**Task prompt**
Arrange every line of the records below as a Markdown table with two columns, Row and Line. Number the rows in order and leave out blank lines.

**Provided records**

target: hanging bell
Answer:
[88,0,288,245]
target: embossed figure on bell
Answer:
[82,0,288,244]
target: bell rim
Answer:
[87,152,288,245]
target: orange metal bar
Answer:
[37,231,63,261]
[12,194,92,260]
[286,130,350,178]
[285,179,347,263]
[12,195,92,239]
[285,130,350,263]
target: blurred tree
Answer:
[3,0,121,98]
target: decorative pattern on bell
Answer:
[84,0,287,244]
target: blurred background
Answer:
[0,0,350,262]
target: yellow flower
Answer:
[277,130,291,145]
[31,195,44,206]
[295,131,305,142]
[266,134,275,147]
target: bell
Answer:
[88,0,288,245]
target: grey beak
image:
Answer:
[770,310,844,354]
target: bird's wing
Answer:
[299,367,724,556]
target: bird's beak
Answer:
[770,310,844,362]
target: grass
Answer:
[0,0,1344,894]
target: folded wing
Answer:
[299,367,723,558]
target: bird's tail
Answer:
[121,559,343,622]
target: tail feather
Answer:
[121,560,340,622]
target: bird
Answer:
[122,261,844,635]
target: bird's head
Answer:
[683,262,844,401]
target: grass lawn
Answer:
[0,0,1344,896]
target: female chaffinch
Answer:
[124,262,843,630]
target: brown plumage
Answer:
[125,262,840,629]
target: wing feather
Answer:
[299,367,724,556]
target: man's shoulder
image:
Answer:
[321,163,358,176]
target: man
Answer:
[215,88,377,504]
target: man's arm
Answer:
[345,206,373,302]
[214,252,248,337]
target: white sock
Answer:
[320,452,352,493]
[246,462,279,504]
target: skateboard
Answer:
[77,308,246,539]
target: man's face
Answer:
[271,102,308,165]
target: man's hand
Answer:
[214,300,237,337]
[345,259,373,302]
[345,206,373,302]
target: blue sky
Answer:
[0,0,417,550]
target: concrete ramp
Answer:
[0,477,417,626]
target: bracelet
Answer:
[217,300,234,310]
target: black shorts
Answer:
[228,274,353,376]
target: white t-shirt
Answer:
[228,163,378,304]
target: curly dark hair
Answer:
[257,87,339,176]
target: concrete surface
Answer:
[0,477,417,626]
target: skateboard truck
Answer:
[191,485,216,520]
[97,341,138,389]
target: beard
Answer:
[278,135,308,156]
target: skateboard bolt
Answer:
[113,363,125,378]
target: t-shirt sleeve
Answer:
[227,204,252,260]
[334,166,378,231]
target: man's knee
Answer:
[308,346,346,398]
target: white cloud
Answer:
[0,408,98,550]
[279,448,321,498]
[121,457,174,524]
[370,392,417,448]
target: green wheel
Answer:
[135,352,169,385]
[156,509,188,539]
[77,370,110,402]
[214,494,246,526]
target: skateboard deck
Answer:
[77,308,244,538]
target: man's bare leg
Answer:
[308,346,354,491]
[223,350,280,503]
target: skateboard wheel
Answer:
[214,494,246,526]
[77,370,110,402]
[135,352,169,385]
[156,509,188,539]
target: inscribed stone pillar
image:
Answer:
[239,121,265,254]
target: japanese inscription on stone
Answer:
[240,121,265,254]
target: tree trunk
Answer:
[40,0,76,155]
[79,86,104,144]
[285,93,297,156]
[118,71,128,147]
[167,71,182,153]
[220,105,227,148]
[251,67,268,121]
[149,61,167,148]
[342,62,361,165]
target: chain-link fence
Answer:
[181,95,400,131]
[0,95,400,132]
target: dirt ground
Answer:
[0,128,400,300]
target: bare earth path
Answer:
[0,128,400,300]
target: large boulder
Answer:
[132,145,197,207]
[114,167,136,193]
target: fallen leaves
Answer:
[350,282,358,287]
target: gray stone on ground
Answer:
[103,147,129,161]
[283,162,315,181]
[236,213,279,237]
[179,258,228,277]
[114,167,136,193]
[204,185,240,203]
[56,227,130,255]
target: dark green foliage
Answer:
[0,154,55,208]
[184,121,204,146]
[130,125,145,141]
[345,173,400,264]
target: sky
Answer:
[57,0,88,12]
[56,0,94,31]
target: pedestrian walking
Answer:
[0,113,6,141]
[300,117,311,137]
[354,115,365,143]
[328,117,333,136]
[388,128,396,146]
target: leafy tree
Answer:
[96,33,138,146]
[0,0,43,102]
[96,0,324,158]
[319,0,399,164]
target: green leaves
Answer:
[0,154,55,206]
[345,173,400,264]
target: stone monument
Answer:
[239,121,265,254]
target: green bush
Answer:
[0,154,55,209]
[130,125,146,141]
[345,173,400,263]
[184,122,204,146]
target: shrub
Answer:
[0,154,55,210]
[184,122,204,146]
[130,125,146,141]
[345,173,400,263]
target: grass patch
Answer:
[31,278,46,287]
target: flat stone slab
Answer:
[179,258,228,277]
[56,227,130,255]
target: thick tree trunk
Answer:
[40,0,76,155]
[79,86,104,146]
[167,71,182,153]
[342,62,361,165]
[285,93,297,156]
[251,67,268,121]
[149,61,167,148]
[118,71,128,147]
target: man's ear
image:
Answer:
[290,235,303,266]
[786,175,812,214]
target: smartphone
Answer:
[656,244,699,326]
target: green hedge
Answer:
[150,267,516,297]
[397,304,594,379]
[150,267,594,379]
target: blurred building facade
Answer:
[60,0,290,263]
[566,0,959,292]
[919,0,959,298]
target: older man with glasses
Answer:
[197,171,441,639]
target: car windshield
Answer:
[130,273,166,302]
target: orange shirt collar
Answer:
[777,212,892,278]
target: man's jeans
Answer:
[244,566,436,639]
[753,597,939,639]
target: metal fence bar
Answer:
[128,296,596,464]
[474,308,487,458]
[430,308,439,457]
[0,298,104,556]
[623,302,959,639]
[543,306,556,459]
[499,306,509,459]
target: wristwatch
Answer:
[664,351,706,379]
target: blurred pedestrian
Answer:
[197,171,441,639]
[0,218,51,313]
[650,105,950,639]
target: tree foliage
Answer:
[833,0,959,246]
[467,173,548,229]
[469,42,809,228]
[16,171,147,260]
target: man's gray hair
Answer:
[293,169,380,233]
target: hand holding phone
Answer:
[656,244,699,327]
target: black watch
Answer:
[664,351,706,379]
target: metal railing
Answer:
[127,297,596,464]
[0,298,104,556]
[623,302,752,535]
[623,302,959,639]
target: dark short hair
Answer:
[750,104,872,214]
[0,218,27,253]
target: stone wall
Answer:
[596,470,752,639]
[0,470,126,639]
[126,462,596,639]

**Response**
| Row | Line |
|---|---|
| 1 | target: hanging bell |
| 2 | Answer: |
| 3 | [88,0,288,245] |
| 4 | target: embossed figure on bell |
| 5 | Answer: |
| 6 | [82,0,288,244] |
| 7 | target: bell rim |
| 8 | Answer: |
| 9 | [87,152,288,245] |
| 10 | target: orange metal bar |
| 11 | Answer: |
| 12 | [37,231,63,261] |
| 13 | [12,194,92,260] |
| 14 | [286,130,350,178] |
| 15 | [285,179,347,263] |
| 16 | [12,195,92,239] |
| 17 | [285,130,350,263] |
| 18 | target: blurred tree |
| 19 | Answer: |
| 20 | [3,0,121,98] |
| 21 | target: decorative pattern on bell |
| 22 | Answer: |
| 23 | [84,0,287,244] |
| 24 | target: blurred background |
| 25 | Answer: |
| 26 | [0,0,350,262] |
| 27 | target: yellow flower |
| 28 | Answer: |
| 29 | [277,130,291,145] |
| 30 | [31,195,44,206] |
| 31 | [295,131,305,142] |
| 32 | [266,134,275,147] |
| 33 | target: bell |
| 34 | Answer: |
| 35 | [88,0,288,245] |
| 36 | target: grey beak |
| 37 | image: |
| 38 | Answer: |
| 39 | [770,310,844,354] |
| 40 | target: bird's wing |
| 41 | Answer: |
| 42 | [299,367,724,556] |
| 43 | target: bird's beak |
| 44 | Answer: |
| 45 | [770,310,844,362] |
| 46 | target: grass |
| 47 | Answer: |
| 48 | [0,0,1344,894] |
| 49 | target: folded wing |
| 50 | Answer: |
| 51 | [299,367,723,558] |
| 52 | target: bird's tail |
| 53 | Answer: |
| 54 | [121,559,343,622] |
| 55 | target: tail feather |
| 56 | Answer: |
| 57 | [121,560,340,622] |
| 58 | target: bird |
| 59 | Answer: |
| 60 | [122,261,844,635] |
| 61 | target: bird's head |
| 62 | Answer: |
| 63 | [683,262,844,401] |
| 64 | target: grass lawn |
| 65 | Answer: |
| 66 | [0,0,1344,896] |
| 67 | target: female chaffinch |
| 68 | Answer: |
| 69 | [124,262,843,630] |
| 70 | target: brown plumage |
| 71 | Answer: |
| 72 | [125,262,840,629] |
| 73 | target: wing feather |
| 74 | Answer: |
| 75 | [299,367,724,556] |
| 76 | target: man's shoulder |
| 77 | image: |
| 78 | Answer: |
| 79 | [321,163,358,176] |
| 80 | target: man |
| 81 | Answer: |
| 82 | [215,88,377,504] |
| 83 | target: man's arm |
| 84 | Answer: |
| 85 | [345,206,373,302] |
| 86 | [214,252,248,337] |
| 87 | target: white sock |
| 88 | Answer: |
| 89 | [320,452,352,493] |
| 90 | [246,462,279,504] |
| 91 | target: skateboard |
| 92 | Answer: |
| 93 | [77,308,246,539] |
| 94 | target: man's face |
| 95 | Answer: |
| 96 | [271,102,308,165] |
| 97 | target: man's hand |
| 98 | Answer: |
| 99 | [214,300,237,337] |
| 100 | [345,259,373,302] |
| 101 | [345,206,373,302] |
| 102 | target: blue sky |
| 103 | Answer: |
| 104 | [0,0,417,550] |
| 105 | target: concrete ramp |
| 106 | Answer: |
| 107 | [0,477,417,626] |
| 108 | target: bracelet |
| 109 | Answer: |
| 110 | [217,300,234,310] |
| 111 | target: black shorts |
| 112 | Answer: |
| 113 | [228,274,353,376] |
| 114 | target: white t-shirt |
| 115 | Answer: |
| 116 | [228,163,378,304] |
| 117 | target: curly dark hair |
| 118 | Answer: |
| 119 | [257,87,339,176] |
| 120 | target: concrete surface |
| 121 | Answer: |
| 122 | [0,477,417,626] |
| 123 | target: skateboard truck |
| 124 | Answer: |
| 125 | [191,485,216,520] |
| 126 | [97,341,138,389] |
| 127 | target: beard |
| 128 | Answer: |
| 129 | [278,135,308,156] |
| 130 | target: skateboard bolt |
| 131 | Answer: |
| 132 | [113,363,125,378] |
| 133 | target: t-shirt sleeve |
| 134 | Answer: |
| 135 | [227,204,252,260] |
| 136 | [334,166,378,231] |
| 137 | target: man's knee |
| 138 | Answer: |
| 139 | [308,346,346,398] |
| 140 | target: white cloud |
| 141 | Answer: |
| 142 | [0,408,98,550] |
| 143 | [279,448,321,498] |
| 144 | [121,457,174,524] |
| 145 | [370,392,417,448] |
| 146 | target: green wheel |
| 147 | Answer: |
| 148 | [135,352,169,385] |
| 149 | [156,509,188,539] |
| 150 | [77,370,110,402] |
| 151 | [214,494,246,526] |
| 152 | target: skateboard deck |
| 153 | Answer: |
| 154 | [77,308,244,538] |
| 155 | target: man's bare leg |
| 156 | Answer: |
| 157 | [308,346,354,491] |
| 158 | [223,350,280,503] |
| 159 | target: skateboard wheel |
| 160 | Answer: |
| 161 | [214,494,246,526] |
| 162 | [77,370,110,402] |
| 163 | [135,352,169,385] |
| 164 | [156,509,188,539] |
| 165 | target: inscribed stone pillar |
| 166 | image: |
| 167 | Answer: |
| 168 | [239,121,265,254] |
| 169 | target: japanese inscription on stone |
| 170 | Answer: |
| 171 | [240,121,265,254] |
| 172 | target: tree trunk |
| 173 | Answer: |
| 174 | [40,0,76,155] |
| 175 | [79,86,104,144] |
| 176 | [285,93,297,156] |
| 177 | [118,71,128,147] |
| 178 | [167,71,182,153] |
| 179 | [220,105,227,148] |
| 180 | [251,67,268,121] |
| 181 | [149,61,167,148] |
| 182 | [342,62,361,165] |
| 183 | target: chain-link fence |
| 184 | Answer: |
| 185 | [181,95,400,131] |
| 186 | [0,95,400,132] |
| 187 | target: dirt ground |
| 188 | Answer: |
| 189 | [0,128,400,300] |
| 190 | target: bare earth path |
| 191 | Answer: |
| 192 | [0,128,400,300] |
| 193 | target: large boulder |
| 194 | Answer: |
| 195 | [132,145,197,207] |
| 196 | [114,167,136,193] |
| 197 | target: fallen leaves |
| 198 | Answer: |
| 199 | [350,282,358,287] |
| 200 | target: gray stone on ground |
| 201 | Answer: |
| 202 | [103,147,129,161] |
| 203 | [283,162,315,181] |
| 204 | [236,213,279,237] |
| 205 | [179,258,228,277] |
| 206 | [114,167,136,193] |
| 207 | [204,185,240,203] |
| 208 | [56,227,130,255] |
| 209 | target: dark green foliage |
| 210 | Answer: |
| 211 | [0,154,55,208] |
| 212 | [184,121,204,146] |
| 213 | [130,125,145,141] |
| 214 | [345,173,400,264] |
| 215 | target: sky |
| 216 | Answer: |
| 217 | [57,0,88,12] |
| 218 | [56,0,94,31] |
| 219 | target: pedestrian walking |
| 220 | Answer: |
| 221 | [0,113,6,141] |
| 222 | [300,117,311,137] |
| 223 | [354,115,365,143] |
| 224 | [328,117,333,136] |
| 225 | [388,128,396,146] |
| 226 | target: leafy tree |
| 227 | Answer: |
| 228 | [96,33,138,146] |
| 229 | [0,0,43,102] |
| 230 | [96,0,324,158] |
| 231 | [319,0,399,164] |
| 232 | target: green leaves |
| 233 | Answer: |
| 234 | [0,154,55,206] |
| 235 | [345,173,400,264] |
| 236 | target: stone monument |
| 237 | Answer: |
| 238 | [239,121,265,254] |
| 239 | target: green bush |
| 240 | Answer: |
| 241 | [0,154,55,209] |
| 242 | [130,125,146,141] |
| 243 | [345,173,400,263] |
| 244 | [184,122,204,146] |
| 245 | target: shrub |
| 246 | Answer: |
| 247 | [0,154,55,210] |
| 248 | [184,122,204,146] |
| 249 | [130,125,146,141] |
| 250 | [345,173,400,263] |
| 251 | target: grass patch |
| 252 | Answer: |
| 253 | [31,278,46,287] |
| 254 | target: flat stone slab |
| 255 | Answer: |
| 256 | [179,258,228,277] |
| 257 | [56,227,130,255] |
| 258 | target: thick tree trunk |
| 259 | Answer: |
| 260 | [40,0,76,155] |
| 261 | [79,86,104,146] |
| 262 | [167,71,182,153] |
| 263 | [342,62,361,165] |
| 264 | [285,93,297,156] |
| 265 | [251,67,268,121] |
| 266 | [149,61,167,148] |
| 267 | [118,71,128,147] |
| 268 | target: man's ear |
| 269 | image: |
| 270 | Answer: |
| 271 | [290,235,303,266] |
| 272 | [786,175,812,214] |
| 273 | target: smartphone |
| 274 | Answer: |
| 275 | [656,244,699,326] |
| 276 | target: green hedge |
| 277 | Answer: |
| 278 | [150,267,516,297] |
| 279 | [397,304,594,379] |
| 280 | [150,267,594,379] |
| 281 | target: blurred building facade |
| 282 | Answer: |
| 283 | [60,0,290,263] |
| 284 | [566,0,959,292] |
| 285 | [919,0,959,298] |
| 286 | target: older man with glasses |
| 287 | Answer: |
| 288 | [197,171,441,639] |
| 289 | target: car windshield |
| 290 | Answer: |
| 291 | [130,273,166,302] |
| 292 | target: orange shirt collar |
| 293 | Answer: |
| 294 | [777,212,892,278] |
| 295 | target: man's jeans |
| 296 | Answer: |
| 297 | [244,566,436,639] |
| 298 | [753,597,939,639] |
| 299 | target: metal fence bar |
| 300 | Answer: |
| 301 | [128,296,596,464] |
| 302 | [474,308,487,458] |
| 303 | [430,308,439,457] |
| 304 | [0,298,104,556] |
| 305 | [623,302,959,639] |
| 306 | [543,306,556,459] |
| 307 | [499,306,509,459] |
| 308 | target: wristwatch |
| 309 | Answer: |
| 310 | [664,351,706,379] |
| 311 | target: blurred pedestrian |
| 312 | Answer: |
| 313 | [197,171,441,639] |
| 314 | [0,218,51,313] |
| 315 | [650,105,950,639] |
| 316 | target: tree foliage |
| 317 | Answer: |
| 318 | [833,0,959,246] |
| 319 | [467,173,548,229] |
| 320 | [469,42,809,228] |
| 321 | [16,171,147,260] |
| 322 | target: man's gray hair |
| 323 | Answer: |
| 324 | [293,169,380,233] |
| 325 | target: hand holding phone |
| 326 | Answer: |
| 327 | [656,244,699,327] |
| 328 | target: black watch |
| 329 | Answer: |
| 330 | [664,351,706,379] |
| 331 | target: metal railing |
| 332 | Answer: |
| 333 | [127,297,596,464] |
| 334 | [0,298,104,556] |
| 335 | [623,302,752,535] |
| 336 | [623,302,959,639] |
| 337 | target: dark short hair |
| 338 | Answer: |
| 339 | [750,104,872,214] |
| 340 | [0,218,27,253] |
| 341 | target: stone wall |
| 342 | Answer: |
| 343 | [596,470,752,639] |
| 344 | [0,470,126,639] |
| 345 | [126,462,596,639] |